+++ ARTIGO

Um Livro Amarelo de Natal: será possível? Se tivermos em conta que esta colecção parece viver de contrastes e relações entre as obras que a conformam, será possível encontrar, para este tema, histórias que sejam ao mesmo tempo comuns e contrastantes? É um desafio, claro. Mas e se... a premissa se ajustar um pouco à época? Do amarelo, passa-se a um vermelho mais natalício. E quanto ao conteúdo? Bem, se semelhança e contraste são os requisitos... então missão cumprida.
Sendo umas das coisas mais curiosas e interessantes nestes Livros Amarelos a capacidade de projetar a uma luz diferente obras e conceitos aparentemente muito distintos, surge, ao embarcar nesta leitura, desde logo, uma dúvida. Contos de Natal: bem, o elo comum é óbvio. Mas e a diferença? Acontece, porém, que lidas as três histórias essa diferença torna-se clara, não só entre os diferentes contos, mas também na diferença intrínseca entre o que cada um destes contos é e o que à partida se espera de uma história natalícia. Mas lá voltaremos.
Antes disso, queria referir mais uma vez o aspecto. Seguindo as linhas visuais dos outros livros da colecção, a temática natalícia dá-lhe, ainda assim, alguns laivos de diferença. De cor, desde logo, mas também, ainda que discretamente, no conteúdo. Não há imagens, como nos anteriores, mas há uma certa - à falta de melhor palavra - cintilação que evoca na perfeição o espírito da época. E, assim, o livro é diferente, mas não demasiado, encaixando perfeitamente no conceito dos Livros Amarelos.

++++++
+++ ENTRADAS

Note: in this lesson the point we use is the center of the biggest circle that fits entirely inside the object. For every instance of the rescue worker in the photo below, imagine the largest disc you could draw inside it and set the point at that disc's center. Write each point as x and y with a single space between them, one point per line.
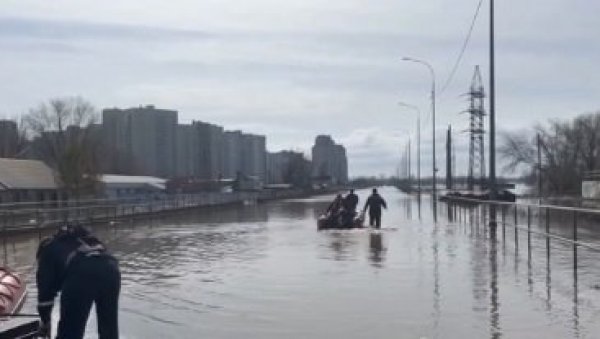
374 204
351 201
337 204
77 264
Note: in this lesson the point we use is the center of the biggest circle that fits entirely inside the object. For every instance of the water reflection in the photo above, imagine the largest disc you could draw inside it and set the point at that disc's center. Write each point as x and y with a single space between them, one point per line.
263 271
495 329
376 249
343 245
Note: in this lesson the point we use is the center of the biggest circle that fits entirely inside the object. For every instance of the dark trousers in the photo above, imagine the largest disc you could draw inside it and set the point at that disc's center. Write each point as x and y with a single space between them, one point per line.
375 219
90 280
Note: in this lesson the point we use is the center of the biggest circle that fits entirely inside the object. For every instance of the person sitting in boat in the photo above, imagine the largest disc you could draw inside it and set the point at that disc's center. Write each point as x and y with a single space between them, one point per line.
337 204
351 201
78 265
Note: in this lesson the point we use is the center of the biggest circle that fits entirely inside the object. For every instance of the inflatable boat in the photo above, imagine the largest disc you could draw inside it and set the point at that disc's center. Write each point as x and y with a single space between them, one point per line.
12 292
328 221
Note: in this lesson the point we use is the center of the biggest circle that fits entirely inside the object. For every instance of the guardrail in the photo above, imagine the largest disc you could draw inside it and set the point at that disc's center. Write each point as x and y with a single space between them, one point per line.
560 223
27 218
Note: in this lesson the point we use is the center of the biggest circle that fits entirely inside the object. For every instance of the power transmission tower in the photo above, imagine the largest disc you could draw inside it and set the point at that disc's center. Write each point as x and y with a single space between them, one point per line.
476 131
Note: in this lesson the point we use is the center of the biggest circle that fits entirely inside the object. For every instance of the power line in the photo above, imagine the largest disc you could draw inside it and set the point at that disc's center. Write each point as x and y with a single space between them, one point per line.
463 49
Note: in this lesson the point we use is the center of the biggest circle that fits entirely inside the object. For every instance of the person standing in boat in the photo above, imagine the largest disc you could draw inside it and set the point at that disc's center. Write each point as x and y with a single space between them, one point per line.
78 265
374 204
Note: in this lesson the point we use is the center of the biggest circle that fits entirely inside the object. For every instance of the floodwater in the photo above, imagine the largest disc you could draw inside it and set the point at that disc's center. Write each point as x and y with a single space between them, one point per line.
263 271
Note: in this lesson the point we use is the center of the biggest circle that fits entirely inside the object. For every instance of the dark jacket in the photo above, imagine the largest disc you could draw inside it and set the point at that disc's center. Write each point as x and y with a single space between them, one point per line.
350 202
374 204
55 256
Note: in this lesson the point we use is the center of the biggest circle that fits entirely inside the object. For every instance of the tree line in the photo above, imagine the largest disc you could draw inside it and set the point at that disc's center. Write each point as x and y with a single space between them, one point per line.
557 154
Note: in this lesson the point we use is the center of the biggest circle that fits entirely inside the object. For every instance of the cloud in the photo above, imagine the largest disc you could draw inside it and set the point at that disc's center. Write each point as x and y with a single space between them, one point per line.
292 70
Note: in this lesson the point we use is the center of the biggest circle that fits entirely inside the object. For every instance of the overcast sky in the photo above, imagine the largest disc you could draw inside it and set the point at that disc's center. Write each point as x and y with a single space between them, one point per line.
295 69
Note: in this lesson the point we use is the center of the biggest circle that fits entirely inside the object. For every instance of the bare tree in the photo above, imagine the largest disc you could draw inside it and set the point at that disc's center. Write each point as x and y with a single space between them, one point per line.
569 149
65 137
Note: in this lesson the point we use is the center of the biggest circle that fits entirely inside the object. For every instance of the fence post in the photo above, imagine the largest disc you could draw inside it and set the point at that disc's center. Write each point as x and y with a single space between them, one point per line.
529 232
575 238
503 223
548 234
516 228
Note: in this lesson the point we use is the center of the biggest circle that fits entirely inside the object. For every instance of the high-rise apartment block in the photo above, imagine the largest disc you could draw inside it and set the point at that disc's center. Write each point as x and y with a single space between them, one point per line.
141 140
149 141
329 161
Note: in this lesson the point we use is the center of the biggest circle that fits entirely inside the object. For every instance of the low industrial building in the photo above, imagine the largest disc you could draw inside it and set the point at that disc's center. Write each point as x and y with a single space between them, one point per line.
27 181
131 187
590 186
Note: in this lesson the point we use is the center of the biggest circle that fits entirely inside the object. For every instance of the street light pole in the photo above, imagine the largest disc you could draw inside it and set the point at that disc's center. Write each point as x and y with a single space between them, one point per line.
492 181
434 170
415 108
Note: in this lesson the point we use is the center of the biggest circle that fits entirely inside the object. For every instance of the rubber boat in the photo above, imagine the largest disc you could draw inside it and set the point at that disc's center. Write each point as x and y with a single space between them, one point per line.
12 292
326 221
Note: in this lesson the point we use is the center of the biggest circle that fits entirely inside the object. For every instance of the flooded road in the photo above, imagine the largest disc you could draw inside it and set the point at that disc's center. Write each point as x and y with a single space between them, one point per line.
263 271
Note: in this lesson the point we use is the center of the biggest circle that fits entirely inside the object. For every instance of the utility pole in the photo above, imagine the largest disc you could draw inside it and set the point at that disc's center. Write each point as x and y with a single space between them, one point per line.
434 169
418 111
409 168
539 149
492 181
449 183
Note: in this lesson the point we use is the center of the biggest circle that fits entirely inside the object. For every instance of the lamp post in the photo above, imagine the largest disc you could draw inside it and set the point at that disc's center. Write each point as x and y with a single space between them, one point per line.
492 179
416 109
434 170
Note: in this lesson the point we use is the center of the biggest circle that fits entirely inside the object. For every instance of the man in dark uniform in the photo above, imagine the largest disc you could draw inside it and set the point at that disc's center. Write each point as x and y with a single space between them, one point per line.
374 204
351 201
77 264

++++++

▶ [ENUNCIADO] Prossiga a recensão sobre o Livro Amarelo de Natal a partir da última frase apresentada.

▶ [RESULTADO OBTIDO]
E, agora sim, passemos às histórias, pois é a partir delas que se torna visível a tal diferença no "espírito Natalício." A primeira, A Noite que Fora de Natal, de Jorge de Sena, leva-nos à Roma dos Imperadores, à noite da morte do deus Pã e ao (possível) nascimento de um outro deus. Não é propriamente uma história sobre o Natal - ou, pelo menos, sobre o nascimento efectivo de Cristo - mas antes uma visão sobre outro tipo de nascimento. E isso, essa visão invulgar, associada a uma escrita sempre cativante e à naturalidade com que descreve até os acontecimentos mais negros do conto, tornam a leitura cativante e surpreendente.
Já quanto à Carta do Pai Natal, de Mark Twain, bem, é o que se esperaria de uma carta do Pai Natal. Mas, além da escrita leve e sempre cativante, há um outro aspecto a sobressair: a possibilidade de imaginar a filha do autor a ler esta carta, a seguir as instruções, a ver concretizadas as tão invulgares ideias que surgem no papel. São poucas páginas, mas, se as imaginarmos concretizadas, são fascinantes. E é esse o grande ponto forte desta pequena carta.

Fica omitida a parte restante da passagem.